INSTRUCTIONS TO FOLLOW:
What is needed is an exact copy of the records below, minus any pictures.

[Point localization data]

--------------------------------

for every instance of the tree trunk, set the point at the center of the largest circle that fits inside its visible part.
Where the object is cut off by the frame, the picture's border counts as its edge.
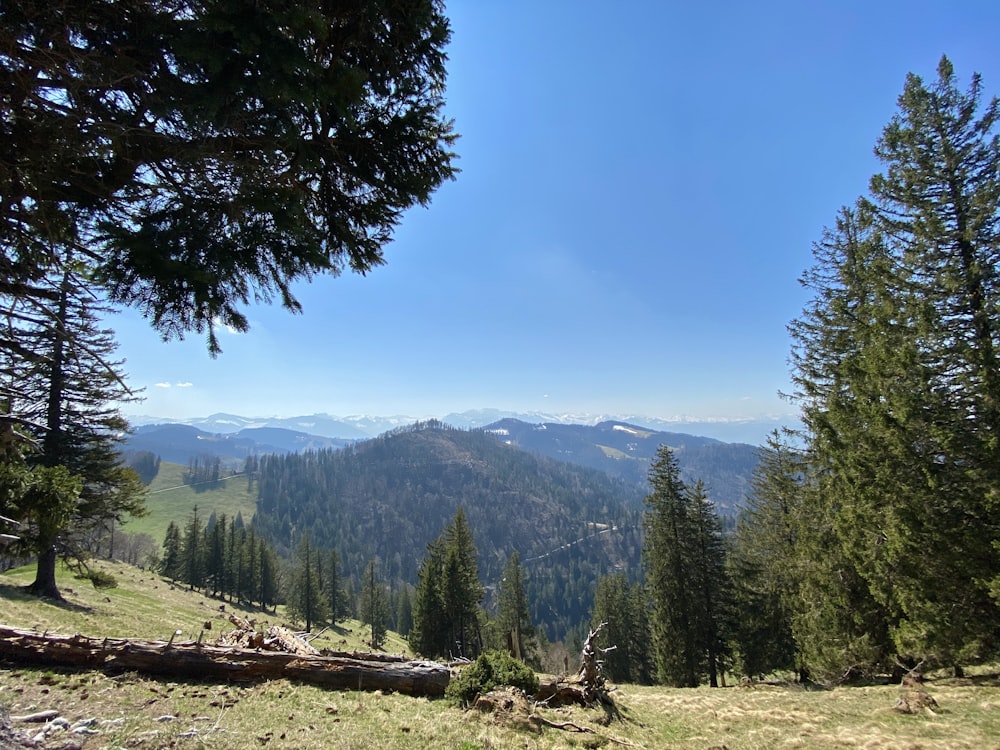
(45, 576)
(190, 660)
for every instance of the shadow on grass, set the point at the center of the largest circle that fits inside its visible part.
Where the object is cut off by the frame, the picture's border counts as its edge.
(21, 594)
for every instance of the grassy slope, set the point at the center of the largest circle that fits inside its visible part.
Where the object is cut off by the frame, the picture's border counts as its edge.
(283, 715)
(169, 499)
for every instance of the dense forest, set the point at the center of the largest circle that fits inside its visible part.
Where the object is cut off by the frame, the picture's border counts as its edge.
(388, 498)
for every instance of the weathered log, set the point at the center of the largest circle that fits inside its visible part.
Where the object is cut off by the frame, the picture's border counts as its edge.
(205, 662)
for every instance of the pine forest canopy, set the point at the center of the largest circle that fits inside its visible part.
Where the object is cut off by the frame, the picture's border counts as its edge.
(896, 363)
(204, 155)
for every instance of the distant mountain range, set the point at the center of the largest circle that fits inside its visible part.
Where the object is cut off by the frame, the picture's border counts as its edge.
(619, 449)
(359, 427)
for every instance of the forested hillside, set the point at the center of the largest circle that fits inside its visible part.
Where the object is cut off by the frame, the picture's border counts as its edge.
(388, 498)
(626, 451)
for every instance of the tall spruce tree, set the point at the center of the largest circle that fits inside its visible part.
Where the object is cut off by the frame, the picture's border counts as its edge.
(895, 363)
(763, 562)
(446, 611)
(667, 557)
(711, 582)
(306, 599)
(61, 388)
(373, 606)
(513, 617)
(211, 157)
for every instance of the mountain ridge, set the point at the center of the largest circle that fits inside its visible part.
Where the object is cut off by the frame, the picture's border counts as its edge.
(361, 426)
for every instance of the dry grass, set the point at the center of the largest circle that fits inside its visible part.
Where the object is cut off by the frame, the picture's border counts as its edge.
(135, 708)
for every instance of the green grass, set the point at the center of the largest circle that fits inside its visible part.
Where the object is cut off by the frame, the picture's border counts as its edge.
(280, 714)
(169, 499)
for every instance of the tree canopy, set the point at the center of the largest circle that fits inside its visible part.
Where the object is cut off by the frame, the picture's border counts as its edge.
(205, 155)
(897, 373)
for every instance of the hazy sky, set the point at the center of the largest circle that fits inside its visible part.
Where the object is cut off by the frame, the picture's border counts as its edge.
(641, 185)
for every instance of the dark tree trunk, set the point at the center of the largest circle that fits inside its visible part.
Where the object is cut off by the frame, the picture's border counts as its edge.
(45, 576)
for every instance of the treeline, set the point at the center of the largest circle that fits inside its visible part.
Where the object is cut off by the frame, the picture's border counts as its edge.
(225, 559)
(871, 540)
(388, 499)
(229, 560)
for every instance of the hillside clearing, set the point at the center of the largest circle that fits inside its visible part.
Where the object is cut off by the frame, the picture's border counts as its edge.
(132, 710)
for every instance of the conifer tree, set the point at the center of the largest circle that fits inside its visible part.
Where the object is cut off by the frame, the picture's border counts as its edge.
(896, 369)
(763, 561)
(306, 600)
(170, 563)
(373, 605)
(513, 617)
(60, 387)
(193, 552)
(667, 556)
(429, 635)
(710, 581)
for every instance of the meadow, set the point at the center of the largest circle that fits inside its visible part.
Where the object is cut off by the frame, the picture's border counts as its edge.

--------------------------------

EXPECTED ANSWER:
for every instance of the tree trunk, set the point at the center of the largest circle that fits inside its visible part.
Where the object is cut off by the frame, the picture's border counts as its edge.
(45, 576)
(190, 660)
for every instance of the shadow on grass, set the point at the center of the largest circle that fits inside its visible part.
Where the object is cut off by the frame, the picture's border counts as its edge.
(21, 594)
for every instance of the grassy slope, set the point at the center of the largest circle that fits inside its visible part.
Where the object is cut off by the frame, the picture's border counts as its edge.
(283, 715)
(169, 499)
for every instance of the dense forest, set the point at the center of the largest circle that fits inside its visible part.
Where the object is cut off by the frame, the picture's border counts as its edge.
(388, 498)
for every instance of the weathered log, set the point at the center of the largest circle that fits inside its visible part.
Where the object is cut off by the frame, the picture's border counts as its edge.
(205, 662)
for every instance of the pine forest canopy, set the point at the center of the largest circle that fits inside its visible part.
Where the object is cut off by the frame, the picture's border counts as its edge.
(896, 363)
(204, 155)
for every instance of the distant mountain range, set the point at the center of the largest circle that fits inside its visible part.
Where the object is cut off by the frame, the picture's border counts as its edge.
(619, 449)
(359, 427)
for every instance of the forested hillside, set the point at the center of the largest circle that fits inside its visible part.
Where the object is cut off by the frame, the picture's border counts as its edge.
(388, 498)
(626, 451)
for every instance of the tall spruce tree, set the point at the center of the largest circle that fits inside its visible part.
Where the object is cut off by the frame, the picture's border counts as its edge.
(895, 363)
(763, 562)
(446, 611)
(667, 557)
(711, 582)
(306, 599)
(61, 388)
(373, 606)
(513, 617)
(211, 157)
for every instance of the mountain ridge, set the point at the center of the largest circle that fits inside its visible part.
Where the object is cut off by the frame, the picture's border counts as its edge.
(361, 426)
for every instance of the dry grass, set the point at the center of the largest circle that fits inside its visible part.
Where the object is cut off by the frame, the picture's border counts as its edge.
(135, 708)
for every instance of the green grass, set the point at the center of the largest circle that fits inside its visible part.
Where the object is cut off by the frame, the picture's border counts as its edge.
(280, 714)
(169, 499)
for every instance of the tree canopy, set the point at the center of the largest circle that fits inside its visible part.
Where the object is cut off by the frame, the picture's border counts as its edge.
(205, 155)
(897, 373)
for every instance of the hazy sky, set the point at the center of the largest circle that fits inside its visible part.
Where the object is cut off by the frame, the picture's border counts as its edge.
(641, 185)
for every instance of the dark tree trunk, set the point at the center of the largest circle that fits inside its visible part.
Where the object is cut off by the frame, the picture's border counts as its edge.
(45, 576)
for every instance of the treeline, set the point at the center of the largest circle that fits inside its visible part.
Where the object is cut off by the frame, the picture's border counts as its edge.
(225, 559)
(871, 540)
(388, 499)
(229, 560)
for every instance of the hillside clearing, set the point at the center of the largest circle that fits inside its visible part.
Where the object is cut off by the frame, the picture's border counts as its edge.
(132, 710)
for every instance of the conifer tree, set the point at the center of the largest circle that fits inside its visible part.
Where the object is cut off by the frame, the picture's border counts as its edge.
(896, 369)
(763, 561)
(306, 600)
(170, 563)
(373, 605)
(513, 617)
(60, 387)
(193, 552)
(667, 556)
(429, 635)
(710, 581)
for every instance of the meadow, set the point at the center of the largest circle that fits inside its visible part.
Where the object is cut off by the frame, the picture's border counts as its edge.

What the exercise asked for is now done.